(Stored data entries)
|---|

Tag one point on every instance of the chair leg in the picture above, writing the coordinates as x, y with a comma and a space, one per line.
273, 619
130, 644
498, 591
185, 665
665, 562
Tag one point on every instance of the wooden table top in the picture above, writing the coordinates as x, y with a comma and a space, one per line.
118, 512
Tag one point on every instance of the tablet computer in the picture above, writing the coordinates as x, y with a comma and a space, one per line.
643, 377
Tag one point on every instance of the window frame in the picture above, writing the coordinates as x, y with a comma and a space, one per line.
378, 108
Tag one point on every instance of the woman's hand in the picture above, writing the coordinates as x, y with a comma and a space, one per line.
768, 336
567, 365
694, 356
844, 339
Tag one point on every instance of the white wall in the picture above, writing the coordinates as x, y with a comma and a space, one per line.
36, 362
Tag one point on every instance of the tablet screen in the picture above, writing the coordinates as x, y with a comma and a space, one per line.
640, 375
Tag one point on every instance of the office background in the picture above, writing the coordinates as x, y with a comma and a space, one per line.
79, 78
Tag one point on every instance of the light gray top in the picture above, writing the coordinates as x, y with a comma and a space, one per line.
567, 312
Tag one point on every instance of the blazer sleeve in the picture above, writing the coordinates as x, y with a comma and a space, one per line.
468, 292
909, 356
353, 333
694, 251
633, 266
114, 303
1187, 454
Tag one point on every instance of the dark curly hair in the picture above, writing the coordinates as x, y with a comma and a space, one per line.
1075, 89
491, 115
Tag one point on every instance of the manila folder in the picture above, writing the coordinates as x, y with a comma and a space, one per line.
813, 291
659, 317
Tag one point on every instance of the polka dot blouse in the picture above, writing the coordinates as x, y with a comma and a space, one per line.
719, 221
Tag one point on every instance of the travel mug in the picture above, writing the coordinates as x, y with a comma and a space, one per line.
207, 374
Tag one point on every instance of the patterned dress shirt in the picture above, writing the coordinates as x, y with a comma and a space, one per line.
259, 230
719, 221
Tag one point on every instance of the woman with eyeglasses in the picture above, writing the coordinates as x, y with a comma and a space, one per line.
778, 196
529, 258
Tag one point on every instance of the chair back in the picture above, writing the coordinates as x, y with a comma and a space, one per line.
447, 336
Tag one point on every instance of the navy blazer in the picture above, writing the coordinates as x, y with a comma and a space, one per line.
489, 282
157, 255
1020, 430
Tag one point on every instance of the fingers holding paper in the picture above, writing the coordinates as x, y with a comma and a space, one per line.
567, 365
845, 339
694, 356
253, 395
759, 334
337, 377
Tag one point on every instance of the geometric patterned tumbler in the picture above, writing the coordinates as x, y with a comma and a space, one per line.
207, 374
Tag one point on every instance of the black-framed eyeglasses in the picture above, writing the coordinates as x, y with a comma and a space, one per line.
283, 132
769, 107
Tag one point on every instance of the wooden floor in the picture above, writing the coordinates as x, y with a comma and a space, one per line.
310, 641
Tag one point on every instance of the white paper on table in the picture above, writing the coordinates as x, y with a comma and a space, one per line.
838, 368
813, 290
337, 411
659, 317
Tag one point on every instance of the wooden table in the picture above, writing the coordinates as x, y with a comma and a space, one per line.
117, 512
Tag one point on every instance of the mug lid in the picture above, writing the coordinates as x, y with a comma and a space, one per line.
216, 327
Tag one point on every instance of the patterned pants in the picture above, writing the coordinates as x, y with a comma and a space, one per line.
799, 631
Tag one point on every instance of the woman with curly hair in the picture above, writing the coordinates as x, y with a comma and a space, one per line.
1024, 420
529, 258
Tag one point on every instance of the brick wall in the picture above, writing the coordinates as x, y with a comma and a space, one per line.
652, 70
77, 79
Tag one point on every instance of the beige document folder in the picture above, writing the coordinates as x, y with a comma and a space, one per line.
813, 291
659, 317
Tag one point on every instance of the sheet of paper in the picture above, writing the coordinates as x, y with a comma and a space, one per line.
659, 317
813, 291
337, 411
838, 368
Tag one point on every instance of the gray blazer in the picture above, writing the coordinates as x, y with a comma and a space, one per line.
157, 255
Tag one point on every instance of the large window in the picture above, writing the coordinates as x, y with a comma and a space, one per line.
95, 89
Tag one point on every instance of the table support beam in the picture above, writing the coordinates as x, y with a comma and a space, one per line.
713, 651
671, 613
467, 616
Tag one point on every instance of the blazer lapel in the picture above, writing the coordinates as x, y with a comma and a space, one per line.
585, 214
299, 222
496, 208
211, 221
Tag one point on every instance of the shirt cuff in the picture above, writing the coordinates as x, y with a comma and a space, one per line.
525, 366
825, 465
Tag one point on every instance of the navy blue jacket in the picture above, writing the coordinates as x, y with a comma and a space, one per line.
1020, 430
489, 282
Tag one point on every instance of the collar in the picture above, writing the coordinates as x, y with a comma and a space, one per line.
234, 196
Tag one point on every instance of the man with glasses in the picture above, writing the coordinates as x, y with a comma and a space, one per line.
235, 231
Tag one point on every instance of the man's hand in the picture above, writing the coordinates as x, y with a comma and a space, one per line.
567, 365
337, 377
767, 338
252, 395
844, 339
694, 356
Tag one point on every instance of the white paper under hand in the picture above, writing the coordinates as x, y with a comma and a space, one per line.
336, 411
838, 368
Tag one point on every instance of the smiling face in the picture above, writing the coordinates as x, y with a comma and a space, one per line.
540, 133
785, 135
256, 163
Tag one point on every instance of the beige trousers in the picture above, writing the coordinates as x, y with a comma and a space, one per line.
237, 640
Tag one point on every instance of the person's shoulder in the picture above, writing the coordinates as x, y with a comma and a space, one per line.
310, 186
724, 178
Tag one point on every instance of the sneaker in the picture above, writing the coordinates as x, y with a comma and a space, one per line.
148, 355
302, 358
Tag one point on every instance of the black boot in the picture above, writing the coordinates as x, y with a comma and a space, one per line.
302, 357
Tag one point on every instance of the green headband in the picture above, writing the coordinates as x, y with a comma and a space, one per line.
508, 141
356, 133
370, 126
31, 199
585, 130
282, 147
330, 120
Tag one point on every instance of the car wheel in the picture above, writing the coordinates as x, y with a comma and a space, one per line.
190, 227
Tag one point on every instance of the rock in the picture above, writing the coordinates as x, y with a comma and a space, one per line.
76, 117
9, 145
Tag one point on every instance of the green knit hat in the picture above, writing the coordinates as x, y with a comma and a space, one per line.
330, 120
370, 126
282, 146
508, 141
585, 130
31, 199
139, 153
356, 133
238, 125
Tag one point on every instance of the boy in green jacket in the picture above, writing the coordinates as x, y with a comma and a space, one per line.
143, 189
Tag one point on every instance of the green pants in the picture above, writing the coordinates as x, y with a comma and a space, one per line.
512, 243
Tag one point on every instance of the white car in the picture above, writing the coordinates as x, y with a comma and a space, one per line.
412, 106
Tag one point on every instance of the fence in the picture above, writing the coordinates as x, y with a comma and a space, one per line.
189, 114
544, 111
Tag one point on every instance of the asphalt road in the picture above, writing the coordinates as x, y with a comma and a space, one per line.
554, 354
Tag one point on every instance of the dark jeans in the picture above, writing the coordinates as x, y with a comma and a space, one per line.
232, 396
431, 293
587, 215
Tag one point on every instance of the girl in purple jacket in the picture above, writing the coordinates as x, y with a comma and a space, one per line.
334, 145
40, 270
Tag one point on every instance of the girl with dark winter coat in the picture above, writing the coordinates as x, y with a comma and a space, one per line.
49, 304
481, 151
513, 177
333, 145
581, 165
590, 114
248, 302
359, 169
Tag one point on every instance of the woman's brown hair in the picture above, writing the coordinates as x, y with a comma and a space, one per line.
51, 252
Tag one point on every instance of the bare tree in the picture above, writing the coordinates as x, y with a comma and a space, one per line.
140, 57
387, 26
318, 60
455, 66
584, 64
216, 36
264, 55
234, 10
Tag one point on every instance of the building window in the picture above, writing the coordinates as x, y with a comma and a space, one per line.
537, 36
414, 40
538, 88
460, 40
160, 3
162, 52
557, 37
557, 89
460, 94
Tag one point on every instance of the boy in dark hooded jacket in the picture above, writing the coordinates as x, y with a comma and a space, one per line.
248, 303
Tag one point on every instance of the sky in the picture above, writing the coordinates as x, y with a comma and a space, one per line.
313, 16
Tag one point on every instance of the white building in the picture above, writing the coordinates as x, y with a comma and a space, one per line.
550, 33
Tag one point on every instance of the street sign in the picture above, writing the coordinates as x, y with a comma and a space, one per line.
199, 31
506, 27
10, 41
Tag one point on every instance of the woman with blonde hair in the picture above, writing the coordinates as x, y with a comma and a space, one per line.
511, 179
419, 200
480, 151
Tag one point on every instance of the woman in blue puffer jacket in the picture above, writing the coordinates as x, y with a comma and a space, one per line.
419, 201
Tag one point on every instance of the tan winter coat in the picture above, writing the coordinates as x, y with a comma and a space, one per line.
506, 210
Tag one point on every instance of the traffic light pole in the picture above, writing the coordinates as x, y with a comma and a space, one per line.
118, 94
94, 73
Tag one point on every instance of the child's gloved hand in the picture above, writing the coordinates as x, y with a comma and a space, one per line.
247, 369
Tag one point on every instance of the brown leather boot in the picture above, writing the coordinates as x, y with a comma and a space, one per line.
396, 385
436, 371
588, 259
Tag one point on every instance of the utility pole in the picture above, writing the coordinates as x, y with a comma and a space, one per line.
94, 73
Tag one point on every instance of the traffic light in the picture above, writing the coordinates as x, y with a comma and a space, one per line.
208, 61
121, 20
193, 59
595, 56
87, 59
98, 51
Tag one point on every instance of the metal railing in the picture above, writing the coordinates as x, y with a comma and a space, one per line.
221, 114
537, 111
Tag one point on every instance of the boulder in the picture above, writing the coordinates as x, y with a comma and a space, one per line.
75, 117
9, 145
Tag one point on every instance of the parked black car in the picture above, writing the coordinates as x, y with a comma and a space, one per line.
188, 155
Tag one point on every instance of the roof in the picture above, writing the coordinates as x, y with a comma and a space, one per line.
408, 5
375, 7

|---|

- _What you have to do_: Please reproduce, unchanged, the part of the data above that opens with the line containing "Tag one point on every instance of the metal" and runs through the end of the data, with both ends included.

- _Exercise response_:
Tag one point on every instance of the metal railing in the picture above, writing the coordinates as x, y with a comma and a space, one per line.
221, 114
537, 111
Tag one point on every instance of the boulder in the picture above, writing the coordinates as x, y with a comma and a space, one per line.
75, 117
9, 145
Tag one point on every instance of the parked black car in the picture above, writing the coordinates as x, y with a comma and a space, one per line.
188, 155
Tag one point on every instance of the roof in the picture above, writing the coordinates as x, y with a comma and a space, one per line.
408, 5
375, 7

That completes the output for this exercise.